WORK TO BE COMPLETED: Output the entries verbatim, including every line.

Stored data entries
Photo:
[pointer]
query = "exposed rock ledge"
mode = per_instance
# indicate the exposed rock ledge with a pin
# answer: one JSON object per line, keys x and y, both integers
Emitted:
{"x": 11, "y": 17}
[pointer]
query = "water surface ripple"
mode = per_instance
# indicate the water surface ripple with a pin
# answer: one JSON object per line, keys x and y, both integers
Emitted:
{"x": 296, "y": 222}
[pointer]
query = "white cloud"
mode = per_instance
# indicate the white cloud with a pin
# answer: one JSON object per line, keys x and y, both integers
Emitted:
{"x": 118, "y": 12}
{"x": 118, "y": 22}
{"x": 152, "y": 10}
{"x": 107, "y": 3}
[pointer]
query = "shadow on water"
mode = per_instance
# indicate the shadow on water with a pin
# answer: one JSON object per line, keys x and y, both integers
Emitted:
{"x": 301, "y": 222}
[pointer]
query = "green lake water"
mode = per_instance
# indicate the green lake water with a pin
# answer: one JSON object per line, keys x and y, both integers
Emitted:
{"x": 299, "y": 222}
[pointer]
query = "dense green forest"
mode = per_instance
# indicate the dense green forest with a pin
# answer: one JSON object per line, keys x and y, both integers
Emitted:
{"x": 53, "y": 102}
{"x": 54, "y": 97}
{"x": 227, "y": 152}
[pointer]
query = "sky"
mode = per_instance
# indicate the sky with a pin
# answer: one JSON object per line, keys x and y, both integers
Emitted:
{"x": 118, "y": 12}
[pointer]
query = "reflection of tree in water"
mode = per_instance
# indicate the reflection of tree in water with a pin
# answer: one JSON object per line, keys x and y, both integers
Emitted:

EXERCISE RESPONSE:
Photo:
[pointer]
query = "exposed rock ledge"
mode = per_instance
# indicate the exposed rock ledge with a pin
# answer: one JSON object per line, keys x and y, both integers
Emitted:
{"x": 11, "y": 17}
[pointer]
query = "water surface ripple"
mode = per_instance
# indicate the water surface ripple with a pin
# answer: one JSON object per line, keys x and y, both integers
Emitted:
{"x": 296, "y": 222}
[pointer]
query = "white cloud"
mode = per_instance
# indicate the white cloud with a pin
# answer: one JSON object per line, keys x and y, both integers
Emitted:
{"x": 118, "y": 12}
{"x": 118, "y": 22}
{"x": 152, "y": 10}
{"x": 107, "y": 3}
[pointer]
query = "shadow on water"
mode = per_instance
# indicate the shadow on water with a pin
# answer: one JSON object per line, keys x and y, both integers
Emitted:
{"x": 301, "y": 222}
[pointer]
query = "green lake water"
mode = per_instance
# indicate the green lake water with a pin
# answer: one JSON object per line, keys x and y, both integers
Emitted:
{"x": 299, "y": 222}
[pointer]
query = "dense green forest"
mode = per_instance
# indicate the dense green forest with a pin
# answer: one JSON object per line, keys x and y, both integers
Emitted:
{"x": 53, "y": 102}
{"x": 54, "y": 97}
{"x": 227, "y": 152}
[pointer]
query = "sky"
mode = per_instance
# indicate the sky with a pin
# answer: one JSON object per line, keys x and y, both integers
Emitted:
{"x": 118, "y": 12}
[pointer]
query = "reflection of tree in water"
mode = per_instance
# indicate the reflection of tree in water with a pin
# answer: one JSON object per line, keys x and y, both integers
Emitted:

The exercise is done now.